**OBJECTIVE:** Return all of the data exactly as given.

#####

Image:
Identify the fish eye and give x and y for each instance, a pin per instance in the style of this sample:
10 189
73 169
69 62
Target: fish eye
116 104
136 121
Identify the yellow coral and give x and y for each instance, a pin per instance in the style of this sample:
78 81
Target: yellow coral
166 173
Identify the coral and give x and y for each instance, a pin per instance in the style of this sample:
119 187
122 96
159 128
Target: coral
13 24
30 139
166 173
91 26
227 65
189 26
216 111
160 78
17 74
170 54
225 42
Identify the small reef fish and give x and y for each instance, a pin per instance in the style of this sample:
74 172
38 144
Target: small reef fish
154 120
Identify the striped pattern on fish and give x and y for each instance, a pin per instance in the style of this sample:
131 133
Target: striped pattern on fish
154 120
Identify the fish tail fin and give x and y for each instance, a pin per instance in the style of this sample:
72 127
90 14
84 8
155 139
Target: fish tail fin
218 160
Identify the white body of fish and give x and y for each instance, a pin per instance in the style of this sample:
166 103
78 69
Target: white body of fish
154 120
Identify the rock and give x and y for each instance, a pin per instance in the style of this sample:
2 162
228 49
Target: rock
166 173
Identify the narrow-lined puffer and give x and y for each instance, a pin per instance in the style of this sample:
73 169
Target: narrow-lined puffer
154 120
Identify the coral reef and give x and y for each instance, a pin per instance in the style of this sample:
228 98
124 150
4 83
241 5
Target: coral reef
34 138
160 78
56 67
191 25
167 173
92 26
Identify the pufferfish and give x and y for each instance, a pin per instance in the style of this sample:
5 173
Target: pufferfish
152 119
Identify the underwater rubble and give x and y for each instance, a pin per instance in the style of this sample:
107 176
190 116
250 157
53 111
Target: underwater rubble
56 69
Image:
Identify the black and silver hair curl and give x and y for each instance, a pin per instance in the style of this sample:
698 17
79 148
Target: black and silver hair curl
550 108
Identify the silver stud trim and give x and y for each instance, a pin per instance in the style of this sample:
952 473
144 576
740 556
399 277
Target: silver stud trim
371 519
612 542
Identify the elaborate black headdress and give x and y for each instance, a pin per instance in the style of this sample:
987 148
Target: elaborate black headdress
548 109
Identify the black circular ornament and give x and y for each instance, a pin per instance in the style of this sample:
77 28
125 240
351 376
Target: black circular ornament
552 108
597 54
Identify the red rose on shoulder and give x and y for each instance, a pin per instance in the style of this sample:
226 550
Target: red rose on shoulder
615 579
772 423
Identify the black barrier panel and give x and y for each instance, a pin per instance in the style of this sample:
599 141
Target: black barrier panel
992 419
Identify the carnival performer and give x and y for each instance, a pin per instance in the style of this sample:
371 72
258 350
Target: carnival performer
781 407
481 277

#####

**TASK SOLUTION:**
Image:
Identify the fish eye and give x and y for each instance, a pin per instance in the style of this sample:
10 189
73 169
69 62
Target: fish eye
116 104
136 121
Identify the yellow coral and give x and y for each instance, a pin per instance in the style of this sample:
78 81
Target: yellow coral
166 173
Identify the coral and give x and y for each instance, a pin per instance in the style of this sample:
119 187
122 96
159 128
Target: coral
13 24
30 139
166 173
91 26
227 65
189 26
216 111
160 78
17 74
170 54
225 42
Identify the small reef fish and give x and y for each instance, a pin per instance in the style of this sample:
74 172
38 144
Target: small reef fish
154 120
Identify the striped pattern on fish and give x and y for each instance, a pin per instance in the style of this sample:
131 133
Target: striped pattern on fish
154 120
Identify the fish tail fin and give x and y for each instance, a pin per instance in the style of this sample:
72 127
90 14
84 8
155 139
Target: fish tail fin
218 160
Identify the white body of fish and give x and y for each instance, a pin per instance in the style of this sample:
166 103
78 69
Target: white body of fish
154 120
Identify the rock and give x and y for each instance, a pin per instance in the style of this sample:
2 162
228 49
Target: rock
166 173
Identify the narrow-lined puffer and give x and y for each instance, a pin per instance in the style of this sample:
73 169
Target: narrow-lined puffer
154 120
Identify the coral reef and give x and y for each instance, a pin per instance in the style of this sample:
228 98
124 150
4 83
241 5
Target: coral reef
34 138
160 78
56 67
191 25
167 173
92 26
Identify the pufferfish and give x and y for each instance, a pin per instance in the style of this sample:
5 173
Target: pufferfish
152 119
Identify the underwater rubble and give x and y for each instance, a pin per instance in the style of this sample:
107 176
190 116
250 157
53 111
Target: underwater rubble
56 69
Image:
Identify the black and silver hair curl and give x and y for each instance, a pin per instance in the style of this sample:
698 17
79 148
Target: black and silver hair curl
550 108
Identify the silver stud trim and give x and y for each instance, a pin per instance in the style of this sample:
952 473
144 576
740 556
399 277
Target: silver stud trim
371 519
612 542
Identify the elaborate black headdress and give x and y for each instance, a pin per instance in the style of this sample:
987 148
Target: elaborate black headdress
548 109
Identify the black circular ornament and give x and y for each instance, a pin per instance in the style of this sample:
77 28
125 240
351 376
Target: black circular ornament
552 108
597 54
Identify the red rose on shoulder and give x and y for each instance, a pin per instance in the style of this sample:
226 550
Target: red rose on shoulder
615 579
772 423
Identify the black barrier panel and give x and y for each instance, a pin per instance in the style of this sample:
599 141
Target: black barrier panel
992 419
Identify the carnival performer and give x and y for each instance, a pin per instance in the style of this sample:
371 72
258 350
Target: carnival performer
781 407
481 277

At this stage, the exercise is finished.